## PROBLEM STATEMENT
The entries below contain a line with "Target: gray-green dinosaur skin texture" and a line with "Target: dinosaur statue head". Quote exactly those two lines and all lines between them.

-----

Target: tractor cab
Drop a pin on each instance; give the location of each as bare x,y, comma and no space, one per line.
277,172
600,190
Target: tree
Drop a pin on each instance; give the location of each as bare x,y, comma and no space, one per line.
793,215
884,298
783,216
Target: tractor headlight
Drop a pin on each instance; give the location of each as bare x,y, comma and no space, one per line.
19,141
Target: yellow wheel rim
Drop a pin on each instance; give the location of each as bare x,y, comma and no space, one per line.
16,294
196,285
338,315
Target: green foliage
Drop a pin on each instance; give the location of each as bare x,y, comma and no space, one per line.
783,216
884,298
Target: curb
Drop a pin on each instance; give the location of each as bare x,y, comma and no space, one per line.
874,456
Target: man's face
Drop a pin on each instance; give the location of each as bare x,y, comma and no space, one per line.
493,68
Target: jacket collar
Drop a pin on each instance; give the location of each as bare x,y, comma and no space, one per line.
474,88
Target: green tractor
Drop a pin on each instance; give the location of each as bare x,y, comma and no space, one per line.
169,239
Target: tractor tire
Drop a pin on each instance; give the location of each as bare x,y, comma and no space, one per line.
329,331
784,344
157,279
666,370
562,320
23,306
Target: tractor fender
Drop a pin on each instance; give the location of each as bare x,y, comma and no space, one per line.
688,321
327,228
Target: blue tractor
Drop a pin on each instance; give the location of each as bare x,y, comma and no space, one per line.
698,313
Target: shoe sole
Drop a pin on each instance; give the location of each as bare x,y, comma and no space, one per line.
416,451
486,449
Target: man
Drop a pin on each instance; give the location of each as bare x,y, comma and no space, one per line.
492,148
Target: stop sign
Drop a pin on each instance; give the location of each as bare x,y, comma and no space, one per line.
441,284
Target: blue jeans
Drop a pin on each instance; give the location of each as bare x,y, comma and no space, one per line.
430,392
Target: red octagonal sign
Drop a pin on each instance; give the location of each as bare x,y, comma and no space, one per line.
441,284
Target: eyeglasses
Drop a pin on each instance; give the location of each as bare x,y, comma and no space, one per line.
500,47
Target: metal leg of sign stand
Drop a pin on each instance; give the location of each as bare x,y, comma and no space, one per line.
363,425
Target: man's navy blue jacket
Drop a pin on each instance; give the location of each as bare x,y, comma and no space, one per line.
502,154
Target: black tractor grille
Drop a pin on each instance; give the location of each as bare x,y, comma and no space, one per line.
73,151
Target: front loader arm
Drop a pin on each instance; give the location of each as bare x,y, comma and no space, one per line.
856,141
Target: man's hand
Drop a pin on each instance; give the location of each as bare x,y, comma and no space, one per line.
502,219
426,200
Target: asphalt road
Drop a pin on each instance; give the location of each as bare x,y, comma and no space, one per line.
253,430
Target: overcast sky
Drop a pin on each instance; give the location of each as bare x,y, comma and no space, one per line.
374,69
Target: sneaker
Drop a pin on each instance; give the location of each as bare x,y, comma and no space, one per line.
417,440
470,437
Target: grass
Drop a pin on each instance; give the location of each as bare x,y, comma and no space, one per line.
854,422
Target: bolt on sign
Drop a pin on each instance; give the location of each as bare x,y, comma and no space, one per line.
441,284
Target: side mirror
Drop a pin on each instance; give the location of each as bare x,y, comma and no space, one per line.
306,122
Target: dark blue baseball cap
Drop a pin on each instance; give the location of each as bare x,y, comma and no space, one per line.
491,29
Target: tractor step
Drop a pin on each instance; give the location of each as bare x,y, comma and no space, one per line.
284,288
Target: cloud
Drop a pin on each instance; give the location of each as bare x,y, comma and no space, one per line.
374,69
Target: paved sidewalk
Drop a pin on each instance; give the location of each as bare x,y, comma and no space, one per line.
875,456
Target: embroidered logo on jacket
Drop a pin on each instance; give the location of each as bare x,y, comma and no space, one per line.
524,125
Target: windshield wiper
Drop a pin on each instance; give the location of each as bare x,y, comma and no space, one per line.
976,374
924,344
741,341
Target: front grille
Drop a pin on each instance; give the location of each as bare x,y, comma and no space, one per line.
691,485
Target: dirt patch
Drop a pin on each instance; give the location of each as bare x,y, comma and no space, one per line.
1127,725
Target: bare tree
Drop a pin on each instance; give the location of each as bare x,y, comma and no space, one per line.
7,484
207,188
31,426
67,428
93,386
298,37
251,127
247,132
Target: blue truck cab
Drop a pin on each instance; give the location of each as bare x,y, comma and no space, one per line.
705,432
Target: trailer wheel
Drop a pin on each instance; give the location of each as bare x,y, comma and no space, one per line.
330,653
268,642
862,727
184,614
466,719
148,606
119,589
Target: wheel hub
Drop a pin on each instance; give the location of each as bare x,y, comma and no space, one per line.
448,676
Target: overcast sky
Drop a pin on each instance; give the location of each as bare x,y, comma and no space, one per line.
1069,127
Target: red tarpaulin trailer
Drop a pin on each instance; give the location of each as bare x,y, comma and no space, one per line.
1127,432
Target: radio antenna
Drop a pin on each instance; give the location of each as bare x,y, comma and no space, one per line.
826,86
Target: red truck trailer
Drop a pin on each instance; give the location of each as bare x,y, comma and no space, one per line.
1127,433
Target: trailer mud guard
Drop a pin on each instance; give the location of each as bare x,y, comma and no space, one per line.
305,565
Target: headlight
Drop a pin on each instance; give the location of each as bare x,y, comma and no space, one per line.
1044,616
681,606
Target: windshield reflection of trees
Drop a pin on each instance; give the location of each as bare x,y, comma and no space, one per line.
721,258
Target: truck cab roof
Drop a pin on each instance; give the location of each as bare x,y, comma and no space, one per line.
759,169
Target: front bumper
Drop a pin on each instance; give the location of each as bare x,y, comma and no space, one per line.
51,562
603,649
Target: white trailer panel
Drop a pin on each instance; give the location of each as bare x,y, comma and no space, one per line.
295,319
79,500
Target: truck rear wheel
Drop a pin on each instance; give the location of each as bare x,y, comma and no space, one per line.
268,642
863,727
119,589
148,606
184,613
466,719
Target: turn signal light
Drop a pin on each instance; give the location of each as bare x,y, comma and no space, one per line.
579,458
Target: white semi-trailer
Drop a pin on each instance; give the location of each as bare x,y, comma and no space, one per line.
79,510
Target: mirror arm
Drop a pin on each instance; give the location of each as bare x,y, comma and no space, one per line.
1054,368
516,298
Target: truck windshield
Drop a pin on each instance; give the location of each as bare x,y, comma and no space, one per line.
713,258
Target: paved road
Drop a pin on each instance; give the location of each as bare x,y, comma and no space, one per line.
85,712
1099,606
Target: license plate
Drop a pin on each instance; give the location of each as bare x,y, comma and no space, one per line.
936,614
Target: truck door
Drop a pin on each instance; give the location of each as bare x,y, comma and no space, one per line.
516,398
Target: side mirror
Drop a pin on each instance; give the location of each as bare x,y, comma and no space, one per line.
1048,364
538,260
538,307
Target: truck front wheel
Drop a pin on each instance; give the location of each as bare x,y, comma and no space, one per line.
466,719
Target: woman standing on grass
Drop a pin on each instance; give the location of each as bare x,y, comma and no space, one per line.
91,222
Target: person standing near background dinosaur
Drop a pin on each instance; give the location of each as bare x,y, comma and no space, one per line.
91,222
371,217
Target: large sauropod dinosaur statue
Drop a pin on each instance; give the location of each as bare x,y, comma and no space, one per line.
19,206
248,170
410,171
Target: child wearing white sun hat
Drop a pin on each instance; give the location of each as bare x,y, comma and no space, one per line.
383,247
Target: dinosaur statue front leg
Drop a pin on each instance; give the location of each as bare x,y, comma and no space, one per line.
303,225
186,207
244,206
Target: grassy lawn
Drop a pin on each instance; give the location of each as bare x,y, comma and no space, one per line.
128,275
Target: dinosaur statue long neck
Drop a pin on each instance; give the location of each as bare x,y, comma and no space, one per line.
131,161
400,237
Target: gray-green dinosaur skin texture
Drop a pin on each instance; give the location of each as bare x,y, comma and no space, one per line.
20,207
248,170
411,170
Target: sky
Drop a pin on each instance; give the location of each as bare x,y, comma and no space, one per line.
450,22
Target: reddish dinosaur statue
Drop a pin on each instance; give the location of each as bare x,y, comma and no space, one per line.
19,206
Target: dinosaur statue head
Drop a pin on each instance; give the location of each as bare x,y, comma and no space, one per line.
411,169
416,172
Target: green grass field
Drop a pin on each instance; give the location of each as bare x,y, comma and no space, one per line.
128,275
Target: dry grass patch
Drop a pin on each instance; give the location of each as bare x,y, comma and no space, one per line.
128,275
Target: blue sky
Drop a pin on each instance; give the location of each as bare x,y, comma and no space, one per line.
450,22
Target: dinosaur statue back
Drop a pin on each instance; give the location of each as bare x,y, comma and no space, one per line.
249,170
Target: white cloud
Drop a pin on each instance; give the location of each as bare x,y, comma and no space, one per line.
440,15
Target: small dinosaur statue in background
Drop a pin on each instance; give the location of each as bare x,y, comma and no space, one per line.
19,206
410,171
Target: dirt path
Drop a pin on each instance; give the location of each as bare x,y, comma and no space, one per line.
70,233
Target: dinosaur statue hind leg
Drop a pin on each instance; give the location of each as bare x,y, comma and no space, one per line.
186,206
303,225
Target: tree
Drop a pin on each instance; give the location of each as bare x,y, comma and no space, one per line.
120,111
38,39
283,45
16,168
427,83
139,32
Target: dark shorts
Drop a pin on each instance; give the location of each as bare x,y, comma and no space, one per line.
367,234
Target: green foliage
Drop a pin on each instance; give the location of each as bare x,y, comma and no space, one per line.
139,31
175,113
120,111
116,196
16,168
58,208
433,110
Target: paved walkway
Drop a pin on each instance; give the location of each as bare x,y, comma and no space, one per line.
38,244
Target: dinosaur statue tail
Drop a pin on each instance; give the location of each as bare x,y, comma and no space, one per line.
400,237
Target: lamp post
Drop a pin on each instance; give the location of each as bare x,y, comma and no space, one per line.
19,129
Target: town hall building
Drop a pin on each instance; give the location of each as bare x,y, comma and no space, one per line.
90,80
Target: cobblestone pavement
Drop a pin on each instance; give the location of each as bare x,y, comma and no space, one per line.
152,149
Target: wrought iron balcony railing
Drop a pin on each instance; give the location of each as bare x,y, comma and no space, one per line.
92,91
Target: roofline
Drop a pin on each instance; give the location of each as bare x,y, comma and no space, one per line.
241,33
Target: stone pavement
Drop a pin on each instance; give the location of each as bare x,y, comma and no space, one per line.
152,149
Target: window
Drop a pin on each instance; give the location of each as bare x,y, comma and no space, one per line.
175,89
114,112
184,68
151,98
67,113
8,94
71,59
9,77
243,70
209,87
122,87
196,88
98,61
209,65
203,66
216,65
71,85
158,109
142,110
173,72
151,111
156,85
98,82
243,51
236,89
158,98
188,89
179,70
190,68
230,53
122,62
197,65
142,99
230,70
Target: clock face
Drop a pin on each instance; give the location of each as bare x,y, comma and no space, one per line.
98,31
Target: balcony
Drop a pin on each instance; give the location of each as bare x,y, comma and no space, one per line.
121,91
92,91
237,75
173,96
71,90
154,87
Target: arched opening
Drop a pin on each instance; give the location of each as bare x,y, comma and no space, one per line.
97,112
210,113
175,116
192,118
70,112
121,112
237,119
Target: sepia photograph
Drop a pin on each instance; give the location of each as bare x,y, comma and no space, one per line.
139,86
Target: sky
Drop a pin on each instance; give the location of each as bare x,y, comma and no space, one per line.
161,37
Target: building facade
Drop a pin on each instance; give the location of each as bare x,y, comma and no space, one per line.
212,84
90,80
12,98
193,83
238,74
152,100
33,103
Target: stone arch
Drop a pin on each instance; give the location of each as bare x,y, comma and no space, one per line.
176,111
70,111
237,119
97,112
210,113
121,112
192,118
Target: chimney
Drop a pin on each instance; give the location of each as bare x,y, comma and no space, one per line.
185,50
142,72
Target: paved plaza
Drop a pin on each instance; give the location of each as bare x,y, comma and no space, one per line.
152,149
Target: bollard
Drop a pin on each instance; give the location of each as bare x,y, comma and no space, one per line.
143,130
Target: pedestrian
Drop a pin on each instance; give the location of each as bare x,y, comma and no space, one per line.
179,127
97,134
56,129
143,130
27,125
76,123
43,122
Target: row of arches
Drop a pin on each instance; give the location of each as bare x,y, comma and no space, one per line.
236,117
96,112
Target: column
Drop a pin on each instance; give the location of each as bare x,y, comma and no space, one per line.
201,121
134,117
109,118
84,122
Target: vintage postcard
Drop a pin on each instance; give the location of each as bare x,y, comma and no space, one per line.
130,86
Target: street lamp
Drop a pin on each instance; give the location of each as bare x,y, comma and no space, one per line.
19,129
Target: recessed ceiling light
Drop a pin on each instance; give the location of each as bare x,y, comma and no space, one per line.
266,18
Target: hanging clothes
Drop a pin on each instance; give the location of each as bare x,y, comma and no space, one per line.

-----

## FINISHED TASK
Target: gray-green dinosaur skin texture
Drop a pin on each instance; give the location of each as bare x,y, comma and no space, one per line.
20,207
248,170
411,170
Target: sky
Drop a pin on each instance; give the location of each as bare x,y, comma and no space, one per line.
450,22
Target: reddish dinosaur statue
Drop a pin on each instance; give the location of each as bare x,y, comma and no space, one per line.
19,206
Target: dinosaur statue head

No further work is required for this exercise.